Problem requirements =>
Your answer must consist of every line from the data below that includes the word "apiece".

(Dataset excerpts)
---------------

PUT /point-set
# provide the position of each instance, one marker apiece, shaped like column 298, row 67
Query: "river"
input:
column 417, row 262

---------------

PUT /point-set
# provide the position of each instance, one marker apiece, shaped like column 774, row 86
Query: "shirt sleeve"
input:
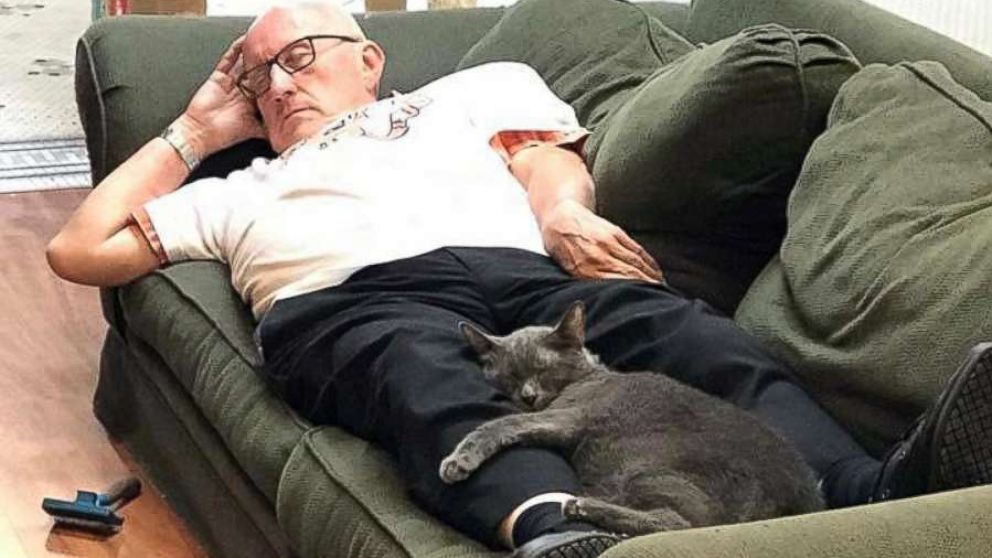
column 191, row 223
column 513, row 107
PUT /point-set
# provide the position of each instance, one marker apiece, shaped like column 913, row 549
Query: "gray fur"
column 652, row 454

---------------

Written answer =>
# provide the position of each instance, one marker apiece, shaped like column 298, row 67
# provide the position of each instance, one marker apiece, shaped like column 774, row 86
# provide the position of each instance, one marker apiece, shaped like column 913, row 549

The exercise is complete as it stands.